* Short problem *
Copy every one of the entries below word for word, line by line, without changing anything.

☆ ☆ ☆

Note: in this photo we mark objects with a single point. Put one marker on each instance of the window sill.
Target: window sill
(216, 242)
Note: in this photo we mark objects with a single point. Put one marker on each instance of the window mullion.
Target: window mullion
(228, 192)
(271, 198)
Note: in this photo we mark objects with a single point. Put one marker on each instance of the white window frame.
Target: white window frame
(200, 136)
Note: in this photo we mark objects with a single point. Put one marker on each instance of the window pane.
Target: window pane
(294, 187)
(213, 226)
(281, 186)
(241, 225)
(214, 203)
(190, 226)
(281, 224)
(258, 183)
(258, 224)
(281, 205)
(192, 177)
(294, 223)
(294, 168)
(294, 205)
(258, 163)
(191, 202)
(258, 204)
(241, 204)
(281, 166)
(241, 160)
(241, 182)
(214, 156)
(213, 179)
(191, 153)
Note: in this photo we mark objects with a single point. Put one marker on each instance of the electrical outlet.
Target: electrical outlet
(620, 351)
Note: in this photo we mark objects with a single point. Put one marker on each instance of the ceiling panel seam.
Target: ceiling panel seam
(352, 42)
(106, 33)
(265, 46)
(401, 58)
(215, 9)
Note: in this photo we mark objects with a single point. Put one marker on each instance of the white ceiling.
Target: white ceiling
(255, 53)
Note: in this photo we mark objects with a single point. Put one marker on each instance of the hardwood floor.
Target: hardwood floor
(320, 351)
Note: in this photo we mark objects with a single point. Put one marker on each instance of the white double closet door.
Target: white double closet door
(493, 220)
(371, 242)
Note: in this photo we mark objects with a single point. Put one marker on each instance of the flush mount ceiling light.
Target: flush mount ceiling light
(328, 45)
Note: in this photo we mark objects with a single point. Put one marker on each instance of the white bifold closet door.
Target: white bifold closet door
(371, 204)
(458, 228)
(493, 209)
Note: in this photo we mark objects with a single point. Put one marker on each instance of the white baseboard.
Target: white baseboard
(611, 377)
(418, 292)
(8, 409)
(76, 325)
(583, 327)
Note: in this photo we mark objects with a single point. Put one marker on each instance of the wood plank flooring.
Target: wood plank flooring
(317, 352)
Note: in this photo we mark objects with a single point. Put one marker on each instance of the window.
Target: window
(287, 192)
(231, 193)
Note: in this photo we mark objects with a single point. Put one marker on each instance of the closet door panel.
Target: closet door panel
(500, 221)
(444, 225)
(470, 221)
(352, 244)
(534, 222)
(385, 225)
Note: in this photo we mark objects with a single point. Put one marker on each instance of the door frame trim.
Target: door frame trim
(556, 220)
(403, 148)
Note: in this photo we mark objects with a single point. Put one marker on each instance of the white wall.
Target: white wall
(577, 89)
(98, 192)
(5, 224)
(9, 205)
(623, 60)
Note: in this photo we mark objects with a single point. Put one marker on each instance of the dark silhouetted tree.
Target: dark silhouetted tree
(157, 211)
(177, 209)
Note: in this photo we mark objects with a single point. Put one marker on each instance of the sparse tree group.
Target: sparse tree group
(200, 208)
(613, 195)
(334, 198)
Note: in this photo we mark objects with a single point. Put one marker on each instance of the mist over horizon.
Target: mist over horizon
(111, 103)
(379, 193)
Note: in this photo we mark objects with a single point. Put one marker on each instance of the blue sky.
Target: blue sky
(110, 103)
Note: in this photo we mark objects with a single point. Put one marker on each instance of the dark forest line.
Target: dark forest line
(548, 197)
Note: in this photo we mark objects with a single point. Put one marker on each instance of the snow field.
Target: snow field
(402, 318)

☆ ☆ ☆

* Complete output *
Note: in this photo we mark objects with a single point. Put one marker on each instance of the window sill.
Target: window sill
(216, 242)
Note: in this photo we mark objects with a single point. Put one marker on each instance of the window mullion.
Target: window mullion
(228, 192)
(271, 198)
Note: in this photo we mark objects with a single point. Put one marker on each instance of the white window frame.
Target: white window frame
(200, 136)
Note: in this photo we mark objects with a single point. Put one marker on each instance of the window pane.
Target: window pane
(294, 187)
(213, 226)
(281, 186)
(241, 225)
(214, 203)
(190, 226)
(281, 224)
(258, 183)
(258, 224)
(281, 205)
(192, 177)
(294, 223)
(294, 168)
(294, 205)
(258, 163)
(191, 202)
(258, 204)
(241, 204)
(281, 166)
(241, 160)
(241, 182)
(214, 156)
(213, 179)
(191, 153)
Note: in this photo we mark objects with a single point. Put one marker on each instance of the electrical outlet.
Target: electrical outlet
(620, 351)
Note: in this photo we mark objects with a single point. Put one marker on each instance of the ceiling panel seam.
Target: ceiling panel seam
(352, 42)
(106, 33)
(265, 46)
(401, 58)
(215, 9)
Note: in this photo we mark objects with a single point. Put one marker on each instance of the white ceiling.
Target: white ceiling
(255, 53)
Note: in this photo we mark objects with a single point. Put one marker on each instance of the hardwood floor.
Target: hardwood floor
(320, 351)
Note: in this photo we mark objects with a single point. Put one marker on each instance of the white double closet door.
Target: white double closet door
(493, 220)
(371, 242)
Note: in this photo we mark objects with a single point. Put one marker on each instance of the flush mount ceiling light.
Target: flush mount ceiling light
(328, 45)
Note: in this photo we mark objects with a single point. Put one marker on each instance of the white bifold closet door.
Target: white bifold closet door
(371, 204)
(458, 228)
(493, 209)
Note: in this photo we mark objects with a single point. Put one marker on each instance of the white baseboard.
Target: white baseboard
(611, 377)
(418, 292)
(8, 409)
(76, 325)
(583, 327)
Note: in this photo we mark objects with a single point. Put one marker on each instance of the wood plank flooring.
Target: wood plank flooring
(317, 352)
Note: in this photo we mark objects with a single point. Put one marker on each instance of the window.
Target: window
(287, 192)
(231, 193)
Note: in this photo we mark objects with a single point. Put one marker on each instance of the closet door panel.
Target: closet door panel
(500, 221)
(444, 225)
(470, 221)
(352, 244)
(534, 222)
(385, 225)
Note: in this photo we mark objects with a single point. Put one marker on each instance of the door frame trim.
Target: door frame trim
(556, 220)
(403, 148)
Note: in this photo we mark objects with a single point. Put one marker on each instance of the white wall.
Target: white wall
(577, 89)
(98, 192)
(5, 224)
(9, 205)
(623, 60)
Note: in this photo we mark objects with a single point. Put one marker on each instance of the dark silhouetted tree.
Target: dark silhouetted tree
(157, 211)
(177, 209)
Note: in this photo we mark objects with a single point. Put one marker on each instance of the sparse tree group.
Target: sparse tree group
(200, 208)
(613, 195)
(334, 198)
Note: in this photo we mark objects with a single point. Put one marker on each instance of the mist over horizon.
Target: mist over horizon
(111, 103)
(379, 193)
Note: in this photo we mark objects with a single point. Put one marker on each instance of the blue sky.
Target: blue sky
(110, 103)
Note: in this photo we mark objects with a single point. Put one marker on each instance of the dark forest line.
Target: dark forest line
(548, 197)
Note: in this photo we mark objects with a single point. Put one marker on each instance of the snow field.
Target: snow field
(402, 318)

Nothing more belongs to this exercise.